PROBLEM STATEMENT: Keep to one stretch of the data below, the lines from the one with "positive clicks: (407, 1095)" up to and including the one with "box: [425, 957, 491, 1003]", and return that stretch exactly.

═════ PROVIDED DATA

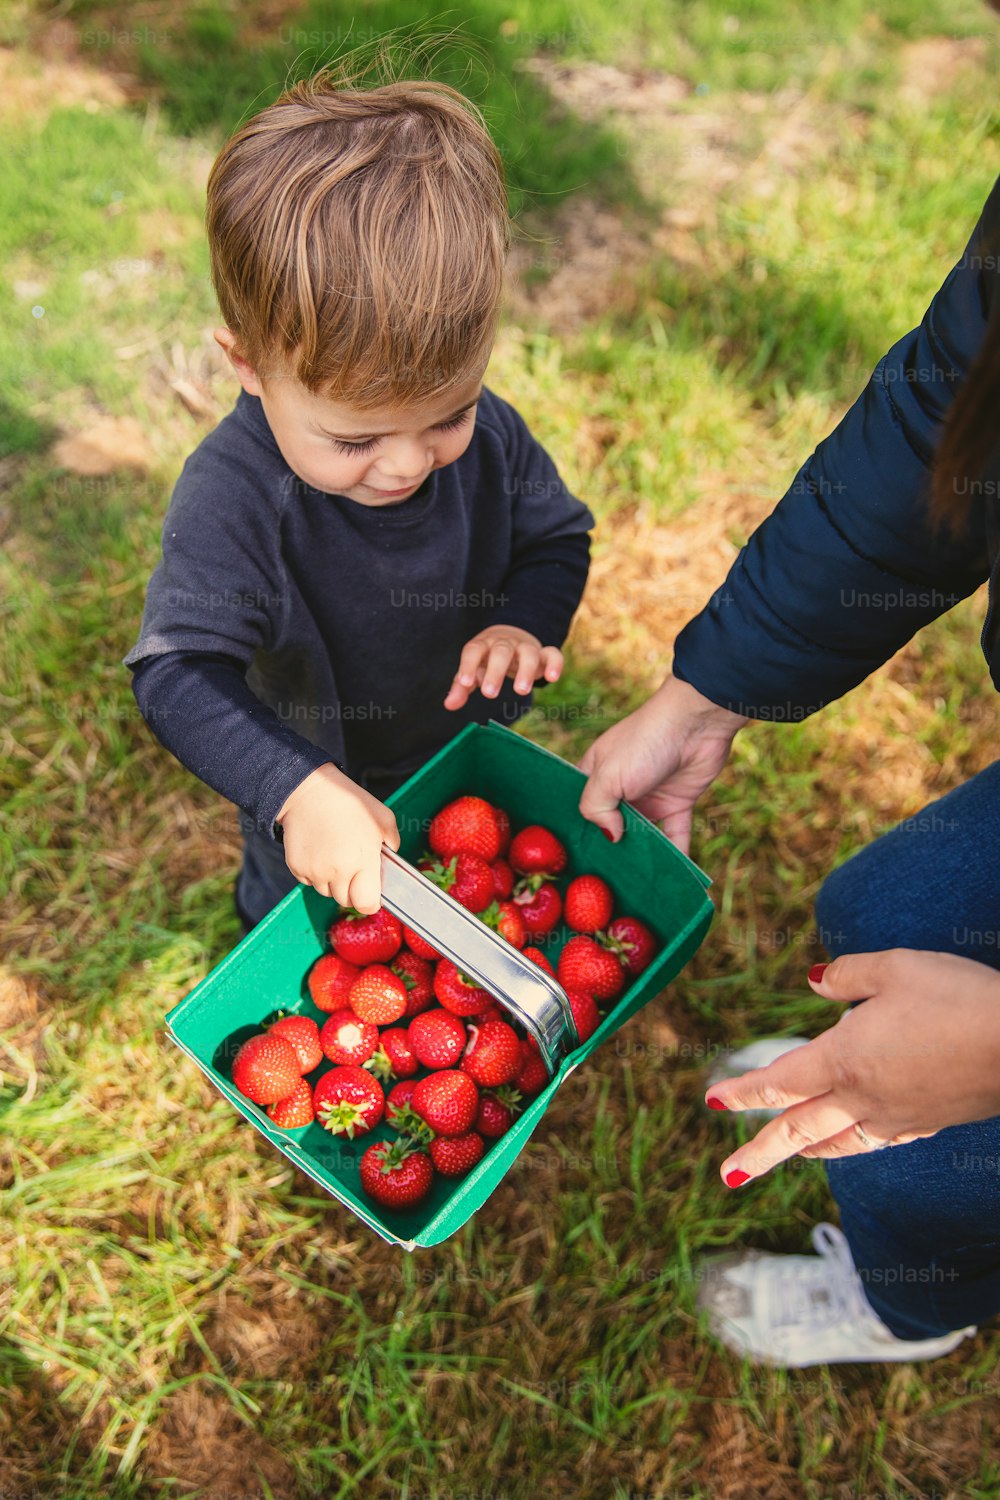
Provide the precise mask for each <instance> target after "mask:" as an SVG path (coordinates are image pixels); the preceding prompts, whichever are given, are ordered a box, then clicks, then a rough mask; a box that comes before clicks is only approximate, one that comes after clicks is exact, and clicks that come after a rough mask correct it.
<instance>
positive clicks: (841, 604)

══════════
═════ PROVIDED DATA

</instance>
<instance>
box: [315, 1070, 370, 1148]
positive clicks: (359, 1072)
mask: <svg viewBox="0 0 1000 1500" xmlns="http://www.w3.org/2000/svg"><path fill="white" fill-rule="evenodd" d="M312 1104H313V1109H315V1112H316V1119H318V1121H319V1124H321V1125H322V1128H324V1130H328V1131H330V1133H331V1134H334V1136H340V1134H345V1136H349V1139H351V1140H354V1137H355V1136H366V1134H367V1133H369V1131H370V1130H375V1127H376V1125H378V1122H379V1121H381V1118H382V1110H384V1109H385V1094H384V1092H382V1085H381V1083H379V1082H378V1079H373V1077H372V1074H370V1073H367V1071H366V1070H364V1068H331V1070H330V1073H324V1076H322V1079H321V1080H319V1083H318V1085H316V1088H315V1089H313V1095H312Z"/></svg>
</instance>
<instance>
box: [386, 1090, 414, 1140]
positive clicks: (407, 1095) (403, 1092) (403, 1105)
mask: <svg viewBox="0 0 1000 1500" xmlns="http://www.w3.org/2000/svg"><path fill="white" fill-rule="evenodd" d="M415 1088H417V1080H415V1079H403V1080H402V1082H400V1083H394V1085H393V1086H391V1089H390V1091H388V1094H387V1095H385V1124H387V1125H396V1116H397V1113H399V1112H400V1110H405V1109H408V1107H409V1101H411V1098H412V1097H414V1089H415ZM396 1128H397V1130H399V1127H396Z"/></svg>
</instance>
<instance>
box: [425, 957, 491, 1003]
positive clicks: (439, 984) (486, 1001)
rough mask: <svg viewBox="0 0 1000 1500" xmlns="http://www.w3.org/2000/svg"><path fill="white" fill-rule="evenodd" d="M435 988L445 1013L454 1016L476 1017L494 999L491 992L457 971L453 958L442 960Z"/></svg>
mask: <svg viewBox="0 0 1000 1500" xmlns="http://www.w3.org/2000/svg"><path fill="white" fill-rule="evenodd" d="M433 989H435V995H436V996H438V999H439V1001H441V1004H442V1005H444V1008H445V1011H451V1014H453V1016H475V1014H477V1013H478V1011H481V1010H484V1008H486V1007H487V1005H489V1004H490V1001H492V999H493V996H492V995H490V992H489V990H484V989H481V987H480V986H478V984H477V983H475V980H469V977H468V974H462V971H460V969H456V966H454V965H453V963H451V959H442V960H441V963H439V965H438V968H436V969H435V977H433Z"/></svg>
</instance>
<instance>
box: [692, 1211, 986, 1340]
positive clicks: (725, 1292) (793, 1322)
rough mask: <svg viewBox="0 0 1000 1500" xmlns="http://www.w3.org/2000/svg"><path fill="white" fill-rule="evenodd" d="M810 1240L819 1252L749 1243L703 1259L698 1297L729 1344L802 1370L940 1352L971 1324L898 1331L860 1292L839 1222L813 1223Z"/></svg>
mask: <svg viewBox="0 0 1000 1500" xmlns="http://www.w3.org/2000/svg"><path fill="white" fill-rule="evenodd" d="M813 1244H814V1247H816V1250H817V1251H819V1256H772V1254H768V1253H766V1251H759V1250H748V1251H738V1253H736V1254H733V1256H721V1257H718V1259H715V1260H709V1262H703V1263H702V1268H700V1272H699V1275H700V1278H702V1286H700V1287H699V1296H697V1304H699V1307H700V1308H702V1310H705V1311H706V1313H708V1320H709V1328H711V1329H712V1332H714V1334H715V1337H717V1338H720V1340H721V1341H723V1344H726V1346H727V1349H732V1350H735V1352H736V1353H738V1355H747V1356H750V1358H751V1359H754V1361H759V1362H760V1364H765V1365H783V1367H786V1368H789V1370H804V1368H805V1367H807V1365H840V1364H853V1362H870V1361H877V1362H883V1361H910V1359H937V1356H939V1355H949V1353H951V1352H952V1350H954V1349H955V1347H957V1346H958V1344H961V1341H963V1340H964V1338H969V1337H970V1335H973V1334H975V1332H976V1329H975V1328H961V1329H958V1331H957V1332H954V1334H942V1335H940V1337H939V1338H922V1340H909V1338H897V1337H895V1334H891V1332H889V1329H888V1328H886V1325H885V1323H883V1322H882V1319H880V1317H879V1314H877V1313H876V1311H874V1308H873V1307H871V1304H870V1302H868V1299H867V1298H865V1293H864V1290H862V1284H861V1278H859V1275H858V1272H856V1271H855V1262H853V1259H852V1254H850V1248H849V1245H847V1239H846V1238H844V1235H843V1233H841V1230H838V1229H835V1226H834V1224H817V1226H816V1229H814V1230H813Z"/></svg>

══════════

TASK ANSWER:
positive clicks: (407, 1095) (403, 1092) (403, 1105)
mask: <svg viewBox="0 0 1000 1500" xmlns="http://www.w3.org/2000/svg"><path fill="white" fill-rule="evenodd" d="M415 1088H417V1080H415V1079H403V1080H402V1082H400V1083H394V1085H393V1086H391V1089H390V1091H388V1094H387V1095H385V1124H387V1125H396V1116H397V1113H399V1112H400V1110H405V1109H408V1107H409V1101H411V1098H412V1097H414V1089H415ZM396 1128H397V1130H399V1127H396Z"/></svg>
</instance>
<instance>
box: [425, 957, 491, 1003]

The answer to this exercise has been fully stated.